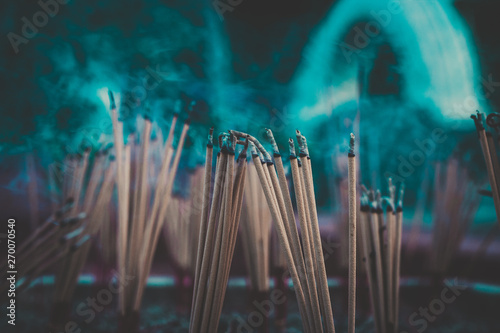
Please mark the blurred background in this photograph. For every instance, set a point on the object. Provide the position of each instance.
(404, 76)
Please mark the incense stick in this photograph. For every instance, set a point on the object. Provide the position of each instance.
(352, 237)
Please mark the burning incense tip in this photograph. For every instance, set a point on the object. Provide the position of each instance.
(253, 150)
(351, 145)
(291, 145)
(304, 145)
(112, 104)
(273, 142)
(210, 142)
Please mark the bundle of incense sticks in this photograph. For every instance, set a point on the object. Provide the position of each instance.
(381, 234)
(304, 260)
(140, 223)
(218, 231)
(255, 232)
(182, 226)
(181, 231)
(91, 184)
(490, 155)
(280, 277)
(340, 195)
(455, 203)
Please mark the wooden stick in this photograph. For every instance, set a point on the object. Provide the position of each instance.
(352, 238)
(198, 298)
(323, 282)
(282, 239)
(489, 164)
(399, 231)
(207, 182)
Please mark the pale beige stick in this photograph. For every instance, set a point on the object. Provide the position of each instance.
(199, 297)
(217, 255)
(494, 157)
(140, 197)
(237, 215)
(78, 261)
(352, 238)
(285, 246)
(126, 204)
(316, 238)
(309, 276)
(229, 239)
(295, 242)
(149, 248)
(390, 251)
(389, 263)
(248, 226)
(375, 236)
(397, 259)
(207, 183)
(120, 183)
(367, 248)
(489, 164)
(80, 179)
··········
Transcribe the listing exactly; omit all images.

Please mark the blurred background in this photograph. For every instance, set a point on the object. Provide the position of each instance.
(404, 76)
Please mark the incense stick in this photograph. For every instance, set a point on the object. Provide the position of each instance.
(352, 237)
Please mark the burning incense tip in this photograph. For every instance, set a point on the object. Provide the position of each instance.
(253, 150)
(351, 145)
(291, 145)
(304, 145)
(112, 104)
(273, 142)
(210, 142)
Please mark the bundle of incense sticks in this photograph. For every instance, set a point on the object. Provide the position of each instance.
(381, 234)
(304, 260)
(140, 223)
(218, 231)
(255, 232)
(182, 226)
(181, 231)
(91, 184)
(490, 155)
(280, 277)
(340, 195)
(455, 203)
Please mark the wooden stick in this photograph. For every instance, set a point on the object. Provide the position of each instance.
(352, 238)
(198, 298)
(323, 282)
(282, 239)
(489, 164)
(399, 231)
(207, 182)
Please mark the pale beige stick in this photograph. For every instance, set a point on the object. Provide the position of each instance.
(199, 297)
(217, 255)
(494, 157)
(140, 197)
(237, 215)
(78, 261)
(352, 238)
(285, 246)
(126, 204)
(316, 238)
(309, 276)
(229, 239)
(295, 242)
(149, 248)
(390, 251)
(389, 263)
(248, 226)
(375, 236)
(397, 259)
(207, 183)
(120, 183)
(367, 248)
(489, 164)
(80, 179)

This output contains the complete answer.